EXERCISE OBJECTIVE =
Rescale the point coordinates in the material between the line containing "Target: hiking boot" and the end of the material, inclusive. Reproduce every line in that span, multiply each x and y value by 0.2, round to whole numbers with halves going up, leave all other text unchanged, and omit the pictures.

GIVEN INFORMATION =
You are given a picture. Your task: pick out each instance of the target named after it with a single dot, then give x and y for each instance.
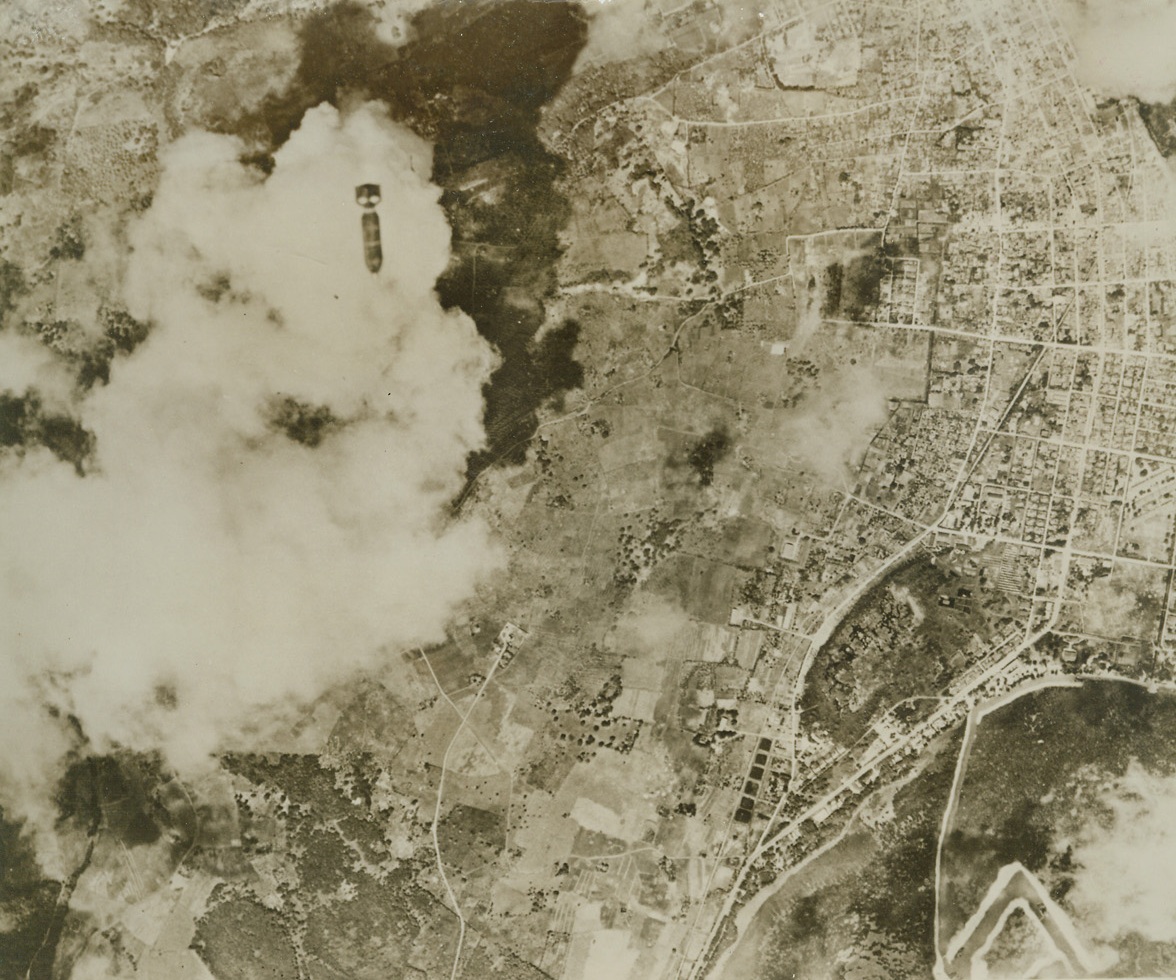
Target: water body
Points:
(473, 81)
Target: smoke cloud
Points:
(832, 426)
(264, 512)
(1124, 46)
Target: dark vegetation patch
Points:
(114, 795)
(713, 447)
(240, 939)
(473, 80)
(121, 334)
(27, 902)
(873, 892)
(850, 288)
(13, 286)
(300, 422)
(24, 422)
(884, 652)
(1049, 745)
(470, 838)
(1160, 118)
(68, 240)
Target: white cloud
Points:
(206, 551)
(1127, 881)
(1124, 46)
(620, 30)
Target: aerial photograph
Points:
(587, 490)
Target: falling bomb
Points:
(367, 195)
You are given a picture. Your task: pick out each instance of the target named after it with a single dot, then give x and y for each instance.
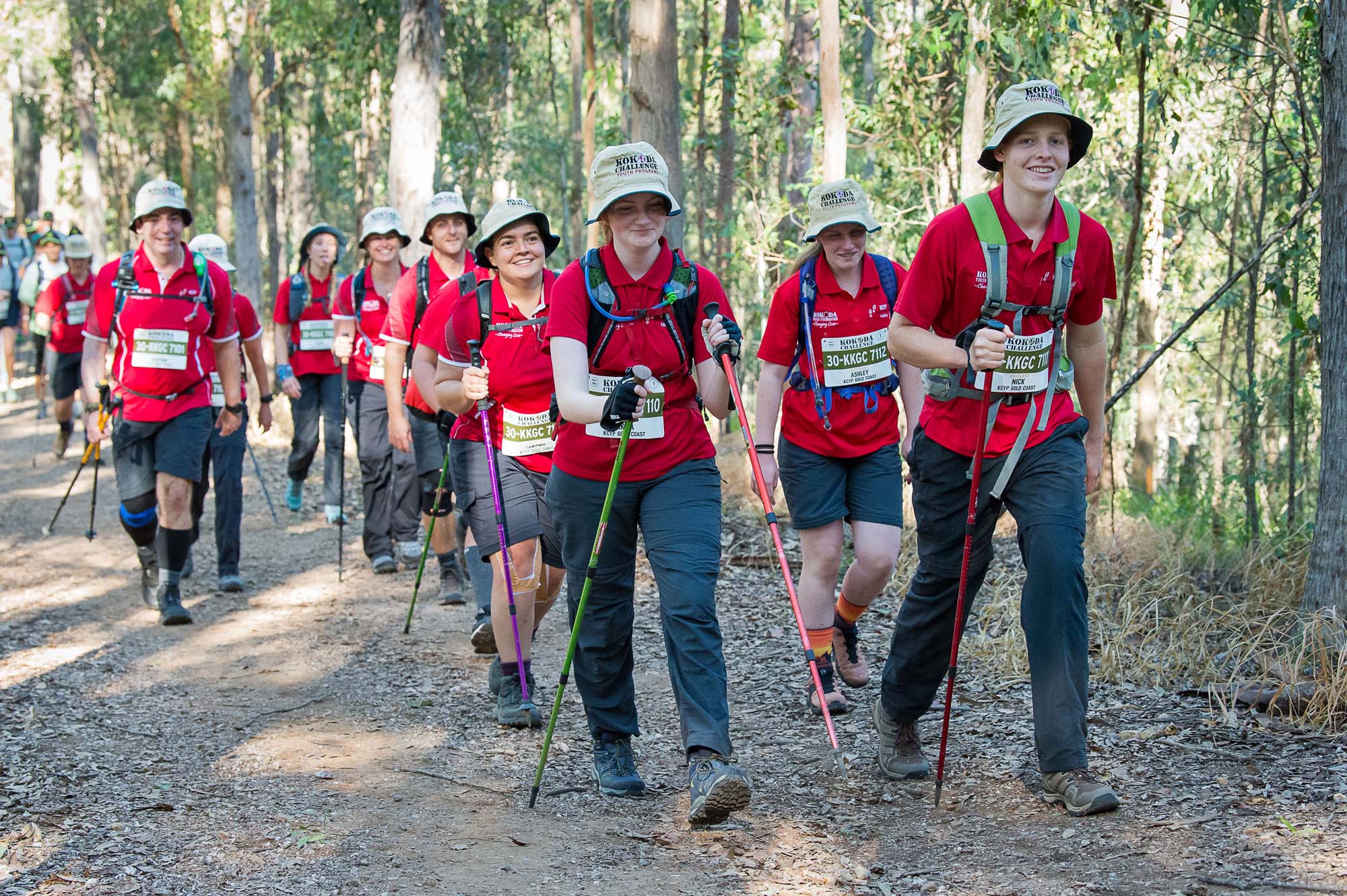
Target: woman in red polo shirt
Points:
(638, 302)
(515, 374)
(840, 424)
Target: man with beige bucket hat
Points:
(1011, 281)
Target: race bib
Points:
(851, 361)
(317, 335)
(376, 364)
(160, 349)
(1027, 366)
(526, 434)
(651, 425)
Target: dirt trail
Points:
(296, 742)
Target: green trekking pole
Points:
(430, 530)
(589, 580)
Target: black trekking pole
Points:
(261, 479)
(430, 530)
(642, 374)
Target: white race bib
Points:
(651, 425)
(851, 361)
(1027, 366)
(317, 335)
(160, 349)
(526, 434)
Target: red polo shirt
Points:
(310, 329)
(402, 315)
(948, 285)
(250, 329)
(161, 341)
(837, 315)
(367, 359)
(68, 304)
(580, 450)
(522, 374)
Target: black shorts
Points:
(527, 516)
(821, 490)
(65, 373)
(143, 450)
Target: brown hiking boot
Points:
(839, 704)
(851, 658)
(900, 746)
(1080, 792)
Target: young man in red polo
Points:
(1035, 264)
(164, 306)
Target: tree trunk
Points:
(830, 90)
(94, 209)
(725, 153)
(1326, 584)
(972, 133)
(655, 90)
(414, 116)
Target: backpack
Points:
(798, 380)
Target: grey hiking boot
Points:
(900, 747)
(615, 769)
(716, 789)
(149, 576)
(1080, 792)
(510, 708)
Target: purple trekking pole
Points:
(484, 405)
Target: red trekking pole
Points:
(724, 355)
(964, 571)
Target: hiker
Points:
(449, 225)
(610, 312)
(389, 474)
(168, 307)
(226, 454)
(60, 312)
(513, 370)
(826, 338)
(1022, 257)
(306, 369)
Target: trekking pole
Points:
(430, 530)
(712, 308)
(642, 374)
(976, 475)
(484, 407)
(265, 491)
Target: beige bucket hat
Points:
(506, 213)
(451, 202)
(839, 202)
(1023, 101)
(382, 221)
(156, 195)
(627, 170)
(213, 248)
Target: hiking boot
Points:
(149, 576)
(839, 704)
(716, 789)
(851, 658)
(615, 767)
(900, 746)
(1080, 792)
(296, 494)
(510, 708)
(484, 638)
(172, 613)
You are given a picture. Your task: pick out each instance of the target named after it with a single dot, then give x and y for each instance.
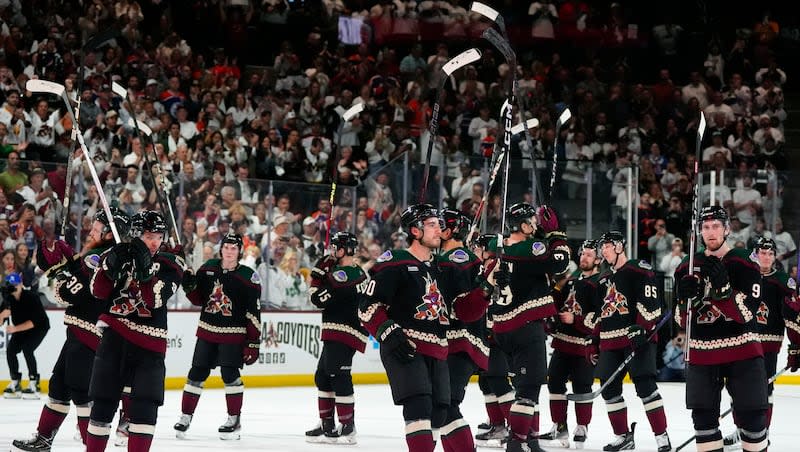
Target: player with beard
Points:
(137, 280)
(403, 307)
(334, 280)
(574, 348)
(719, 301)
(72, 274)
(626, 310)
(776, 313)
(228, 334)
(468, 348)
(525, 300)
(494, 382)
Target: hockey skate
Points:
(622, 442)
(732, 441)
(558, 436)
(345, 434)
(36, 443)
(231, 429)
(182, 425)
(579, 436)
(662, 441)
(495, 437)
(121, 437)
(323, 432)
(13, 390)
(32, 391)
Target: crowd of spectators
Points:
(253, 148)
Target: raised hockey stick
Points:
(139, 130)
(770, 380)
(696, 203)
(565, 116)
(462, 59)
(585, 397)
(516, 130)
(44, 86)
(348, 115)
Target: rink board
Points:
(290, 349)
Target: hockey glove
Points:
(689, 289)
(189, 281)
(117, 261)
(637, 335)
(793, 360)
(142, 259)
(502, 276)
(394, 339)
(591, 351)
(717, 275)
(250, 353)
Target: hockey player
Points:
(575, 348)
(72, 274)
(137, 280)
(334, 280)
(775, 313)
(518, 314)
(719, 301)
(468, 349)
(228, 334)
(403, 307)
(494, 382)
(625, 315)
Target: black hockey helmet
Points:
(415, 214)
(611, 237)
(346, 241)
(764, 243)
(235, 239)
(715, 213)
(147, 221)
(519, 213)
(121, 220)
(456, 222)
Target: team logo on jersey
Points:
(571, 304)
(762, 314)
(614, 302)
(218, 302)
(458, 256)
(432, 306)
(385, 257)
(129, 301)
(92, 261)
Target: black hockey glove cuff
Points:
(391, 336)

TASK RESPONSE =
Target: hiking boot
Points:
(30, 115)
(168, 141)
(143, 158)
(170, 132)
(123, 153)
(180, 149)
(216, 158)
(59, 99)
(102, 142)
(97, 128)
(34, 123)
You are given a picture. Your task: pick out each instance of the target named after it with a single dot, then give x and y for each instance.
Target: player with beard
Points:
(27, 56)
(81, 61)
(67, 56)
(115, 70)
(144, 60)
(14, 55)
(125, 62)
(155, 63)
(46, 67)
(94, 70)
(105, 60)
(99, 76)
Target: hockey skate
Points:
(124, 88)
(146, 88)
(112, 87)
(69, 87)
(7, 89)
(46, 86)
(36, 85)
(116, 87)
(132, 88)
(99, 87)
(24, 87)
(65, 86)
(3, 78)
(6, 78)
Target: crowd of spectators
Points:
(51, 30)
Target: raised hockey stick
Points:
(28, 26)
(154, 76)
(139, 41)
(113, 23)
(92, 12)
(117, 79)
(103, 26)
(9, 17)
(70, 23)
Target: rink board
Points:
(58, 70)
Target: hockey glove
Points:
(138, 58)
(38, 56)
(23, 52)
(127, 67)
(159, 72)
(28, 52)
(100, 55)
(79, 68)
(118, 70)
(143, 55)
(50, 71)
Target: hockey player
Points:
(115, 70)
(14, 55)
(27, 56)
(67, 56)
(155, 63)
(104, 63)
(144, 60)
(94, 70)
(46, 67)
(81, 61)
(99, 76)
(125, 63)
Target: black hockey helmet
Points:
(83, 43)
(122, 47)
(69, 48)
(153, 49)
(47, 48)
(143, 43)
(29, 44)
(104, 43)
(24, 44)
(91, 44)
Target: team logo on jersey
Points:
(114, 61)
(152, 63)
(123, 60)
(44, 60)
(92, 51)
(86, 61)
(77, 51)
(26, 60)
(18, 52)
Target: black hockey glove cuff
Points:
(78, 67)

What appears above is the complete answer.